[Begin]

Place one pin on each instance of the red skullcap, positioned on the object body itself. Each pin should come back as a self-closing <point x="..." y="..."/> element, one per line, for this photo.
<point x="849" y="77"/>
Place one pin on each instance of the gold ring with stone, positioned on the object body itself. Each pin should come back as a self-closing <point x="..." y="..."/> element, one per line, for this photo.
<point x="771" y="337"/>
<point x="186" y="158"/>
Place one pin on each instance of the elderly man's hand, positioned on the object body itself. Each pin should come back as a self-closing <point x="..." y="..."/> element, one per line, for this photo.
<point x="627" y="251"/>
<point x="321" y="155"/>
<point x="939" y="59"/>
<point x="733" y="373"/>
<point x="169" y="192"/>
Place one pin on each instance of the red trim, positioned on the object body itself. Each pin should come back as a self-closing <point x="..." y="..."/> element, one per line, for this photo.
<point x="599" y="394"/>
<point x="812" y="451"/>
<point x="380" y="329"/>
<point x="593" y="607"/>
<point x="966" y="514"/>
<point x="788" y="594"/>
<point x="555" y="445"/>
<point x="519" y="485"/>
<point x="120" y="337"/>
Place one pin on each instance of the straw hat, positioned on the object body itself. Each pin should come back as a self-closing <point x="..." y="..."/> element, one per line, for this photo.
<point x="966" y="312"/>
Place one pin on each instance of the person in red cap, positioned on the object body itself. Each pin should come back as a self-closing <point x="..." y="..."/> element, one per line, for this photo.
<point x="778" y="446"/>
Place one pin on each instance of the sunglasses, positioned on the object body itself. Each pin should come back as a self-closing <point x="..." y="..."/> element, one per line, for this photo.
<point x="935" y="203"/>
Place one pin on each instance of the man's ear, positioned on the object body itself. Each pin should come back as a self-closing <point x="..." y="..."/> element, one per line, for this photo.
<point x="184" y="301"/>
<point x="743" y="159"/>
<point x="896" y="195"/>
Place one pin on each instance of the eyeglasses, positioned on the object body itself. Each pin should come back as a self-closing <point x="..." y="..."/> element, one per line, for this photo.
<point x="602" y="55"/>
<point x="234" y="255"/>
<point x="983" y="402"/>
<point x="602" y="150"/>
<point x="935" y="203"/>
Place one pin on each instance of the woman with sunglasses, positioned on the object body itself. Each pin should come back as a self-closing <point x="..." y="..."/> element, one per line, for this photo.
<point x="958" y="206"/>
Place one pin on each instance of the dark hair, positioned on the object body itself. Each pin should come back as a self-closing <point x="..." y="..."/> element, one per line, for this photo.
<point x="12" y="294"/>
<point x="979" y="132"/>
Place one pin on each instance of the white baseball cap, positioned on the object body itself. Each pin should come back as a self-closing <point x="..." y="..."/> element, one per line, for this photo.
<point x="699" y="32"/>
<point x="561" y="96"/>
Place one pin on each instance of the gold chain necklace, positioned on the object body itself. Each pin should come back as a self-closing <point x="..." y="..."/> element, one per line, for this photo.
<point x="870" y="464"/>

[End]

Using the data above, output each line exactly.

Place one pin on each instance of the red skullcap, positioned on the object body itself. Each pin should come back as a self-closing <point x="..." y="..."/> element, one per line, for this photo.
<point x="849" y="77"/>
Place one pin on each instance of the gold ring with stone, positioned on the object body itself. Each pin should come back as a self-closing <point x="..." y="..."/> element, one per line, for this photo.
<point x="771" y="337"/>
<point x="186" y="158"/>
Place one pin on each instance of the elderly man's hand, positioned on the object body itself. Each pin should come back as a self-closing <point x="..." y="..."/> element, one per line, for this photo.
<point x="627" y="251"/>
<point x="321" y="155"/>
<point x="939" y="59"/>
<point x="733" y="373"/>
<point x="169" y="192"/>
Place one pin on each instance of the red trim, positioned on the object body itself. Each pin should come back as a self-closing <point x="..." y="..."/> element, one per line, for this photo.
<point x="599" y="394"/>
<point x="812" y="451"/>
<point x="380" y="329"/>
<point x="593" y="607"/>
<point x="966" y="514"/>
<point x="788" y="594"/>
<point x="555" y="445"/>
<point x="519" y="485"/>
<point x="120" y="337"/>
Place one pin on each instance of the straw hat, positioned on the object body itself. Each pin should come back as a self-closing <point x="..." y="..."/> element, one per line, for this photo.
<point x="966" y="312"/>
Place one pin on each instance of the person in red cap, positioned on the object body itself. Each pin should come back as a self-closing <point x="..." y="..."/> element, one per line, for this photo.
<point x="778" y="446"/>
Place one pin on each instance of the sunglasses, positioned on the object body itself. Each pin should come back as a self-closing <point x="..." y="..."/> element, one per line, for this photo.
<point x="935" y="203"/>
Place one pin on each instance of the man's ear, positioned on the object body itself. Each pin should come back as a self-closing <point x="..." y="..."/> element, one per line, for this photo.
<point x="184" y="301"/>
<point x="743" y="159"/>
<point x="896" y="195"/>
Place one pin on each instance of the eyeglasses, positioned on the object body itself. Each pin should come back as a self-closing <point x="..." y="..."/> element, one per line, for this photo.
<point x="602" y="55"/>
<point x="234" y="255"/>
<point x="983" y="402"/>
<point x="602" y="150"/>
<point x="935" y="203"/>
Place one pin on each instance of the woman with sunglasses, positioned on the object body itself. Each pin should come back as a self-closing <point x="..." y="..."/> element, one per line, for this photo.
<point x="958" y="206"/>
Place one pin on each instance of the dark hair, positioned on the object body itself. Each pin should come back as a self-closing <point x="..." y="..."/> element, one per line, for this photo.
<point x="12" y="294"/>
<point x="979" y="132"/>
Place one pin on each instance of the white baseball cap, positioned on the object body itself. Each pin should come back as a self-closing <point x="..." y="..."/> element, one per line, for this photo.
<point x="699" y="32"/>
<point x="561" y="96"/>
Place one pin on each instance of the gold chain necklace, positioned on the object body itself. Each pin should come back as a self-closing <point x="..." y="..."/> element, one per line, for this photo.
<point x="870" y="464"/>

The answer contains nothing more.